Text ▸
## begin

Google Summer of Code 2020

14 minute read

Published:

Bringing Boost.Real to review-ready state

boost_logo.png

Boost.Real Documentation

Project Details

Introduction

Boost.Real is a C++17 library which aims at developing numerical data-type for real number representation. The library provides the flexibility of performing arbitrary-precision arithmetic. The foundational work was done by Laouen belloli in GSoC’18, after that, several improvements and new additions were made in GSoC’19 by Sagnik Dey and Kimberly Swanson. For GSoC’20, I and Vikram Chundawat were selected to finish the details and add few functionalities and hence make the library review-ready. Since Vikram and mine’s proposal had several overlaps, we distributed the work among ourselves. After the distribution, I got following tasks:

  • Changing internal base of Boost.Real numbers to a more efficient value.
  • Implementation of optimized long division algorithm.
  • Implementation of division operator.
  • Implementation of integral power operation.
  • Implementation of method to evaluate Pi digits.
  • Implementaion of % operator.
  • Implementation of Karatsuba Multiplication algorithm.
  • Implementation of tests and documentation.

Before the start of official coding period, we decided on not changing the base of the internal representation as changing it would make few operations more expensive resulting in poor performance.

Phase I

Milestones:

  • Implementation of long division algorithm.
  • Implementation of division operator.
  • Implementation of integral power operation.
  • Adding tests and documentation.

Long division algorithm

Long division was already implemented in the library for base 10, since it was required for the purpose of base change. I had to implement it for any general base as I was going to need it while implementing % operator.
I used Knuth’s long division algorithm as it is quite efficient and easy to implement as well. The Knuth’s algorithm optimizes the part where we search for quotient digit (can be anything between 0 to base - 1) in the traditional algorithm. In the traditional algorithm, the search is performed linearly from 0 to Base - 1 making the complexity O(base) (a naive optimization would be to use binary search) whereas the Knuth’s algorithm does this in constant time, which provides significant optimization as our internal base increases (our internal base can go upto 1018).
Initial Commit regarding Knuth’s long division: https://github.com/BoostGSoC20/Real/commit/25f1a06a7ea91bed2413a6417f842ed10dee7c3a
Refrence to Knuth’s Algorithm: algorithm D of section 4.3.2 of volume 2 of The Art of Computer Programming by D. E. Knuth.

## end

Data provided ▸

## begin

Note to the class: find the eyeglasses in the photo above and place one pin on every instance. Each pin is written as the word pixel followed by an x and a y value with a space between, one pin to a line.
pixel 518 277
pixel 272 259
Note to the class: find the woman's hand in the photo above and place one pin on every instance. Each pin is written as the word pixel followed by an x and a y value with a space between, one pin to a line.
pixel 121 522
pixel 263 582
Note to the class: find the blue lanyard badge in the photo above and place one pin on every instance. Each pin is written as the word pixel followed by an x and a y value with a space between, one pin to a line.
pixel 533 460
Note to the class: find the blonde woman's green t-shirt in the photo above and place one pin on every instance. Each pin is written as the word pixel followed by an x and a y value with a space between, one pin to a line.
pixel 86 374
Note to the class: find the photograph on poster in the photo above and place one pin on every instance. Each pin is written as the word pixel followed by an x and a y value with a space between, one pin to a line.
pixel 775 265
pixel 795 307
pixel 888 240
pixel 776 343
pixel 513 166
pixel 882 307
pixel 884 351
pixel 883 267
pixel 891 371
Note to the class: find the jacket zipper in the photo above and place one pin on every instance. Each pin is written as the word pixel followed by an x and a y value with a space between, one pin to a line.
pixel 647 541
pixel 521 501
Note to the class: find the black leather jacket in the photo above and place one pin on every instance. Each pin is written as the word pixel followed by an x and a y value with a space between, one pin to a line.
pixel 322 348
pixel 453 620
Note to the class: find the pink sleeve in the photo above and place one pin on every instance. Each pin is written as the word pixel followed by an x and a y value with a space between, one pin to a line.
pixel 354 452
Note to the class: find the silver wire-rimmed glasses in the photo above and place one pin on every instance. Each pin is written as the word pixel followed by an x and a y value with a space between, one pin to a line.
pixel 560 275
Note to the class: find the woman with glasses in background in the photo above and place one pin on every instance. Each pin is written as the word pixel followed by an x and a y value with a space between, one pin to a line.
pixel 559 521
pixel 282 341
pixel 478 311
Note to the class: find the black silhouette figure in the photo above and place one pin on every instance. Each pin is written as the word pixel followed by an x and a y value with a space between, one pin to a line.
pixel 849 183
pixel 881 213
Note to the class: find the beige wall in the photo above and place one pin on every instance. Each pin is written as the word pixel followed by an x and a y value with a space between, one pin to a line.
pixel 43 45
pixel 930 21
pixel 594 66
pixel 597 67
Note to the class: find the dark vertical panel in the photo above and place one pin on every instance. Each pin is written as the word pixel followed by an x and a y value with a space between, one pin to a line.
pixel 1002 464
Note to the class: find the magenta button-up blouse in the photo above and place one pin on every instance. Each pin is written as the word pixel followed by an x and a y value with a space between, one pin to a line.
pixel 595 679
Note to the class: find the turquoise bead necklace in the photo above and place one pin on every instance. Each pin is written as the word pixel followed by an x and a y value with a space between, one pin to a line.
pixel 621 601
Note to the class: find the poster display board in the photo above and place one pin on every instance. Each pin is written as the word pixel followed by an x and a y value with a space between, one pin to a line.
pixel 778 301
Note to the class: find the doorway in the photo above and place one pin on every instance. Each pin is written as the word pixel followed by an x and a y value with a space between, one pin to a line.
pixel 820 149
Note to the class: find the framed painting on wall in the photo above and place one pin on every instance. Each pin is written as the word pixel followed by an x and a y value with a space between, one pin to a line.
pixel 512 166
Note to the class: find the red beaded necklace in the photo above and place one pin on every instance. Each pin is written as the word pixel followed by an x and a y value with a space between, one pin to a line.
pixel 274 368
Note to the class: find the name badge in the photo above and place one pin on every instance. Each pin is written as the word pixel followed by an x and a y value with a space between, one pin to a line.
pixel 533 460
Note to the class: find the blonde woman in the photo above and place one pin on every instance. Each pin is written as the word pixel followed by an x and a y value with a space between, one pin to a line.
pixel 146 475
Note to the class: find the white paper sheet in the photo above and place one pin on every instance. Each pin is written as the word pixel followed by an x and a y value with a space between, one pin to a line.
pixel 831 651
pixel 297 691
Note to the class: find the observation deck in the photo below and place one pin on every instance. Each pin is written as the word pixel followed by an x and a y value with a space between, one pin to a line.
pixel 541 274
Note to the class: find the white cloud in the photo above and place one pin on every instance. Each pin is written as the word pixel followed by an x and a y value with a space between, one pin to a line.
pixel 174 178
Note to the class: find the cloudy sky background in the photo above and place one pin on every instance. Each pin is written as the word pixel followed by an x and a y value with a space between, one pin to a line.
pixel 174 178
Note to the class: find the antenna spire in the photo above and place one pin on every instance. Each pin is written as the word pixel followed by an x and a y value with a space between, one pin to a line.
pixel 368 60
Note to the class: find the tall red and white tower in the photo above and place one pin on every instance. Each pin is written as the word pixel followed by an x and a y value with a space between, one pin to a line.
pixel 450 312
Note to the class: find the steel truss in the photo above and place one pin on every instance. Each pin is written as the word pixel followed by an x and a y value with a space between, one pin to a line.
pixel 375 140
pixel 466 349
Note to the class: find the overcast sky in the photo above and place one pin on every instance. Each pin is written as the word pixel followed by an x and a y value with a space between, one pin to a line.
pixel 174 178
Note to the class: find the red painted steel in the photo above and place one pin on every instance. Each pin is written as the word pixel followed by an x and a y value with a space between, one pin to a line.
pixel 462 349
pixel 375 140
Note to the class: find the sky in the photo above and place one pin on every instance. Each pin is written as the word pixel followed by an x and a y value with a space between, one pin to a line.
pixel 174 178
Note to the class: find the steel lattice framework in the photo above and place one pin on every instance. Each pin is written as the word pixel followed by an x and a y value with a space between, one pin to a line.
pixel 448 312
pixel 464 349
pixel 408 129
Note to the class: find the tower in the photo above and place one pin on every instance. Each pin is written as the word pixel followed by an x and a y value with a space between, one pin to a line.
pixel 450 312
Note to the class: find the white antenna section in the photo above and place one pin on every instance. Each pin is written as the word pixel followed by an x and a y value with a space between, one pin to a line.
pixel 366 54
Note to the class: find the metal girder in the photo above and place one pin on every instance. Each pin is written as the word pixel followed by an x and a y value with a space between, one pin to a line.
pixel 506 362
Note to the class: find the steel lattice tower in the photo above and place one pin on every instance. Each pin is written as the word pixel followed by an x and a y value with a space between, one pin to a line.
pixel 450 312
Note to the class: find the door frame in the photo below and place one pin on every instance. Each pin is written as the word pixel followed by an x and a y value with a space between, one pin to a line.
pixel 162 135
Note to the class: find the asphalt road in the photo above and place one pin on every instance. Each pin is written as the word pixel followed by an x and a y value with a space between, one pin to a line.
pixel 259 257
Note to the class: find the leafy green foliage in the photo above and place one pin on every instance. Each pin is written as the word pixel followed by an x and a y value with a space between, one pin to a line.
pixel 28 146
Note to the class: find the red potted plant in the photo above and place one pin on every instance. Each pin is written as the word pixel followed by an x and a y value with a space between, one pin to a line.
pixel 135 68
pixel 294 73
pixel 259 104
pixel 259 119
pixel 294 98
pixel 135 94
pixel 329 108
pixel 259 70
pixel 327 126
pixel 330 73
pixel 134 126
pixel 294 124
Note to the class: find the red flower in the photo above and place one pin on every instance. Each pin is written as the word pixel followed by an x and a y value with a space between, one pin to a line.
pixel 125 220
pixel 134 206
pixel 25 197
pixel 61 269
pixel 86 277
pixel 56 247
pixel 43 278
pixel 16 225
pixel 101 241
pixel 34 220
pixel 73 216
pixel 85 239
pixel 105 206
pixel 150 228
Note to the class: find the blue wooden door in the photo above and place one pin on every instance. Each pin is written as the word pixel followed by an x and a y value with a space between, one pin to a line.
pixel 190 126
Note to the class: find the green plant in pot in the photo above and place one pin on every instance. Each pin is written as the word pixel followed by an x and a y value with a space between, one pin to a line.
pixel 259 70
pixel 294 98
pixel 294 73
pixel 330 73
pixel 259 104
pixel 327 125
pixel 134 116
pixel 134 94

## end

Problem set ▸
1. List the milestones given under Phase I in the Boost.Real write-up.
2. From the entries, return everything from the line that contains "Note to the class: find the tower" down to the line that contains "pixel 366 54", with both of those lines included.

Task answers ▸
1.
- Implementation of long division algorithm.
- Implementation of division operator.
- Implementation of integral power operation.
- Adding tests and documentation.

2.
Note to the class: find the tower in the photo above and place one pin on every instance. Each pin is written as the word pixel followed by an x and a y value with a space between, one pin to a line.
pixel 450 312
Note to the class: find the white antenna section in the photo above and place one pin on every instance. Each pin is written as the word pixel followed by an x and a y value with a space between, one pin to a line.
pixel 366 54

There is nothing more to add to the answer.